§ WHAT NEEDS TO BE DONE
What lines in the material hold the string "below"? Return every one of them.

§ PROVIDED ENTRIES

• • • •

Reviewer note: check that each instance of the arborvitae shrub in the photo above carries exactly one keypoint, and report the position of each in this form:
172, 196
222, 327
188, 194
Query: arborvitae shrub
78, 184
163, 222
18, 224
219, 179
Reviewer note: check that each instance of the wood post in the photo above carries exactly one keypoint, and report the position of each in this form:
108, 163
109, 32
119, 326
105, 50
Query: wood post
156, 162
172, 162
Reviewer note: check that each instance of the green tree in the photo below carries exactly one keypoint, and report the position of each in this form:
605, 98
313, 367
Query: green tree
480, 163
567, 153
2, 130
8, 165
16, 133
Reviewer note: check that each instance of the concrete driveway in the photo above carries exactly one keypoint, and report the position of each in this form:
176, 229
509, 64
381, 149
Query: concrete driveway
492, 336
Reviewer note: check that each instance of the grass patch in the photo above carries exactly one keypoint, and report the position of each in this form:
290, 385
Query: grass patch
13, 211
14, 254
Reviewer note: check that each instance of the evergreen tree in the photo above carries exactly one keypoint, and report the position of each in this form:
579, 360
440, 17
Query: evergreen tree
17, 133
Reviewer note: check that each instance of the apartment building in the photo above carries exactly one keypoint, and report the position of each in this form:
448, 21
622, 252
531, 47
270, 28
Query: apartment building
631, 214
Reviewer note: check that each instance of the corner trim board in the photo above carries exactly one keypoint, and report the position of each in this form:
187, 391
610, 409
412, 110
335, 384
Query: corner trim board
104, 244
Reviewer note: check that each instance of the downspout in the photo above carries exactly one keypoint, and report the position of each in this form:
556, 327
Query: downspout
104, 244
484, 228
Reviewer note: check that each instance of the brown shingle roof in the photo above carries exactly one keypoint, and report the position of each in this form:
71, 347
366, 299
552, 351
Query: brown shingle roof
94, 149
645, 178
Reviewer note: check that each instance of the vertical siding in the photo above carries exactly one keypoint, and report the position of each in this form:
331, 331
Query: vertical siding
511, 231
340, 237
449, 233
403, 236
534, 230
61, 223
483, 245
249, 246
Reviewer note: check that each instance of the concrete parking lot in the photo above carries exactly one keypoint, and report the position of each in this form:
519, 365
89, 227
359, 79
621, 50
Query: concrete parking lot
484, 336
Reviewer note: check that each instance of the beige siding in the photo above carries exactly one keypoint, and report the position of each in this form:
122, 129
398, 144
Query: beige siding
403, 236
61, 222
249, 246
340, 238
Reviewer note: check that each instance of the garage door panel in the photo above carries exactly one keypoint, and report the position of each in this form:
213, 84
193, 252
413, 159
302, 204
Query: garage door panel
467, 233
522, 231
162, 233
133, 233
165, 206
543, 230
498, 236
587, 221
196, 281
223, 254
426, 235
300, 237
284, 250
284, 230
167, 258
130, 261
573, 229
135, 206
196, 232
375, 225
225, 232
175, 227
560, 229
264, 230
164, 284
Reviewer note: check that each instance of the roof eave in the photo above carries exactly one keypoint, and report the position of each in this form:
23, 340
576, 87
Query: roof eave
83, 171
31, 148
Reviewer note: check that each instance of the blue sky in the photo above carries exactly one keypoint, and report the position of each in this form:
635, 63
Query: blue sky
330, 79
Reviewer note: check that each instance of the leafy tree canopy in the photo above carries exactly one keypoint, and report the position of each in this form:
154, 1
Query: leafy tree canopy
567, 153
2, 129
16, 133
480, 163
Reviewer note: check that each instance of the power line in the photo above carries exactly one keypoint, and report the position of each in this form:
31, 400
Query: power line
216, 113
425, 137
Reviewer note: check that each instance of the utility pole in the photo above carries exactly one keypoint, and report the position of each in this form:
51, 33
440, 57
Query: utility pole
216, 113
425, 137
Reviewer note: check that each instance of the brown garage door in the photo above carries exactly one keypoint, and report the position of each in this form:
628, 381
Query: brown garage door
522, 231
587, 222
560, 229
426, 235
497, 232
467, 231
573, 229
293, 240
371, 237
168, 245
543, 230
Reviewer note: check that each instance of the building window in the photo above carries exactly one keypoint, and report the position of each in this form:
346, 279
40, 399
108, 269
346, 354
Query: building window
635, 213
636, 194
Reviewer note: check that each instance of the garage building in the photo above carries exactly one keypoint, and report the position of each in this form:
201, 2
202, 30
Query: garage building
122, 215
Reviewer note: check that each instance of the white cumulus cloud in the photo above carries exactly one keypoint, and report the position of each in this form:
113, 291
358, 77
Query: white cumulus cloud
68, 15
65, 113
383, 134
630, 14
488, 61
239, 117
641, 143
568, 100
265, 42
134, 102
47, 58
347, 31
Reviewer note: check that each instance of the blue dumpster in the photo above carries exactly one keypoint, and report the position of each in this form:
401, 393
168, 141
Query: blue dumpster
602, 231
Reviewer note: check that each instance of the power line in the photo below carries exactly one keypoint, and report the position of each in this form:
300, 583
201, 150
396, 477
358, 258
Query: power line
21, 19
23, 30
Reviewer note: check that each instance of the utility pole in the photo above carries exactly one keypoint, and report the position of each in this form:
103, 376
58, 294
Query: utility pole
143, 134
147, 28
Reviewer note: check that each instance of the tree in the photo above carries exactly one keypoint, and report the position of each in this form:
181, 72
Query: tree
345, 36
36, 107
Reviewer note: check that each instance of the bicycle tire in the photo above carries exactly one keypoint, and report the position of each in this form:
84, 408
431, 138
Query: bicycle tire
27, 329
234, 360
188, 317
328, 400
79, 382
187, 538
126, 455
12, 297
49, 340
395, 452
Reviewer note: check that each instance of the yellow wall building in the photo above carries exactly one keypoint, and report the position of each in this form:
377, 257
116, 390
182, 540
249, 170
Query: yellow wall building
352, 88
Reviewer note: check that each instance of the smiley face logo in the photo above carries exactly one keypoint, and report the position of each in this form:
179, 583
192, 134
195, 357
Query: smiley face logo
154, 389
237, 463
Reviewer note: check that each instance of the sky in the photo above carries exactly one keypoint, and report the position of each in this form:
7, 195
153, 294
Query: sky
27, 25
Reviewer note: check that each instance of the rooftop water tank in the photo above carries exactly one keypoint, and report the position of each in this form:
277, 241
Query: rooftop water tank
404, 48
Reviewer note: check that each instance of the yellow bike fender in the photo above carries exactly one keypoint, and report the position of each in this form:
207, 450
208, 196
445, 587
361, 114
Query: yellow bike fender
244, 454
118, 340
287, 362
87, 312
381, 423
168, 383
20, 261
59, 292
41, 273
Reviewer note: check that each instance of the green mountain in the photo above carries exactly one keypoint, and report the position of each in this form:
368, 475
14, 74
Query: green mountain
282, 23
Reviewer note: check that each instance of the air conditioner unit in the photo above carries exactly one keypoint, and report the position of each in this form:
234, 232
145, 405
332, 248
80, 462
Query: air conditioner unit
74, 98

• • • •

§ TASK OUTPUT
Reviewer note: check that each instance of the green tree in the photo below carries exactly one keypoint, and report the position of each in this form:
Reviewer note: check that each instance of the power line in the photo below carries exactly one keypoint, and report the position of each in this form:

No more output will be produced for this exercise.